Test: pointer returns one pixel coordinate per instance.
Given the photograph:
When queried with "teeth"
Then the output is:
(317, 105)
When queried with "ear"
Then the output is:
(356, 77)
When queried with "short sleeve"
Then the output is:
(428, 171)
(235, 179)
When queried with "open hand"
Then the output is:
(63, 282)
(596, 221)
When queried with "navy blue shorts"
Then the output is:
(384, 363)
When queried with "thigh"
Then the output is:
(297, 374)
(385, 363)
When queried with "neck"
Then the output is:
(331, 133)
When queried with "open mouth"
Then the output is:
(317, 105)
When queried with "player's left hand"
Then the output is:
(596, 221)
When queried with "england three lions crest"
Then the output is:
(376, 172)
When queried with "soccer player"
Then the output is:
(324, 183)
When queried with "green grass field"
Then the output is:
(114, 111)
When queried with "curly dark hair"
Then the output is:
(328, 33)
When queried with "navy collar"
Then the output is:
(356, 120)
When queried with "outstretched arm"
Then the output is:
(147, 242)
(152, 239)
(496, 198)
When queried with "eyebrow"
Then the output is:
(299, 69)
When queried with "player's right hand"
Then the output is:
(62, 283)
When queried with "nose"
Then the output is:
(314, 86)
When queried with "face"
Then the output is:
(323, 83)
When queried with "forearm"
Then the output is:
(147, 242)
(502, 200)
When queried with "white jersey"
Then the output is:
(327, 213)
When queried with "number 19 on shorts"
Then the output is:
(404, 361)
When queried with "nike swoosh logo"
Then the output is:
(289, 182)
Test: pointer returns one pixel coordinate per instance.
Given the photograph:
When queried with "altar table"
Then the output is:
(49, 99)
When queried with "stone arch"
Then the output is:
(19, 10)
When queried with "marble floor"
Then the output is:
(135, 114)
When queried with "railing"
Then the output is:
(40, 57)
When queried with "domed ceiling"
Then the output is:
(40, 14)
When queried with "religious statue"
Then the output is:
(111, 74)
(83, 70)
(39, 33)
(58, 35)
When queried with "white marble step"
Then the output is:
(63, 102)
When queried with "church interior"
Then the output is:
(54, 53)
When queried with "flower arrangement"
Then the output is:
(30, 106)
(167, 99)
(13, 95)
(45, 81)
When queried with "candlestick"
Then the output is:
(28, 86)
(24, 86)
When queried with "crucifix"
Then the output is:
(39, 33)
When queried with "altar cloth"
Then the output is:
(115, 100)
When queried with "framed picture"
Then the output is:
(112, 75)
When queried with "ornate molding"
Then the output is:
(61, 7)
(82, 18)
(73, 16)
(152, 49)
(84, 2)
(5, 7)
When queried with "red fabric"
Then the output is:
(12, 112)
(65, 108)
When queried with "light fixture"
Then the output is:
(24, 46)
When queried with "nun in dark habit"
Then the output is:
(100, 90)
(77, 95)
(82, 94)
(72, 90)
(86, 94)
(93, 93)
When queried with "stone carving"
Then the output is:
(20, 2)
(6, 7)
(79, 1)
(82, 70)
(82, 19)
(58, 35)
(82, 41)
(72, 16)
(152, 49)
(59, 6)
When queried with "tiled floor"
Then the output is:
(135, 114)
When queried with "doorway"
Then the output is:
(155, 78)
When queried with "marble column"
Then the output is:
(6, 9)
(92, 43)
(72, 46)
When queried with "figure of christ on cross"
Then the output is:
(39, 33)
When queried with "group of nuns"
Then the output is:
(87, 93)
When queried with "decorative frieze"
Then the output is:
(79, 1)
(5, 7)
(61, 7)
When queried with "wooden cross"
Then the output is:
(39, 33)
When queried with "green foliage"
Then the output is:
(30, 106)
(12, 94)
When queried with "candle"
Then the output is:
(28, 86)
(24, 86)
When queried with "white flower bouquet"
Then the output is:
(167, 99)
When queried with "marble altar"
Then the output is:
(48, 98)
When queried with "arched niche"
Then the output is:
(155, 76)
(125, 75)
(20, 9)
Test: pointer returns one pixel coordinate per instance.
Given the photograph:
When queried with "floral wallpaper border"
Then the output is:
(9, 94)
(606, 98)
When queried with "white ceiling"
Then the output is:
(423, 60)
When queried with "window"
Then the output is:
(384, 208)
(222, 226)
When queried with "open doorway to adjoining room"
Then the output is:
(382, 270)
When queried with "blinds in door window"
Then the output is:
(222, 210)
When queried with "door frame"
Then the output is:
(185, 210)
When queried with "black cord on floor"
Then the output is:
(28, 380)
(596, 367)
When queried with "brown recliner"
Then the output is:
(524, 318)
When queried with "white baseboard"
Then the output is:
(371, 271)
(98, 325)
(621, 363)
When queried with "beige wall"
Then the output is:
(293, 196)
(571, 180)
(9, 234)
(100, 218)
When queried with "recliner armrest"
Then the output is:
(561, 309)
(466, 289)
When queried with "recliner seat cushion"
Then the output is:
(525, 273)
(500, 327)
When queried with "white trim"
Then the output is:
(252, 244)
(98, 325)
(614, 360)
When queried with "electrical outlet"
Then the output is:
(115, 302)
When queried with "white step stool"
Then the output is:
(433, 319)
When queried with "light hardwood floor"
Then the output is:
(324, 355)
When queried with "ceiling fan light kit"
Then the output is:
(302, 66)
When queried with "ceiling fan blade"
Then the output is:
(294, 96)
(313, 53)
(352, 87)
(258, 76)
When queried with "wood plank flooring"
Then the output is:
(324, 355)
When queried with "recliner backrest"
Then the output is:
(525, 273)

## Your goal:
Tally the lines of the records that hold the word "green" and output only the total.

## Solution for this task:
2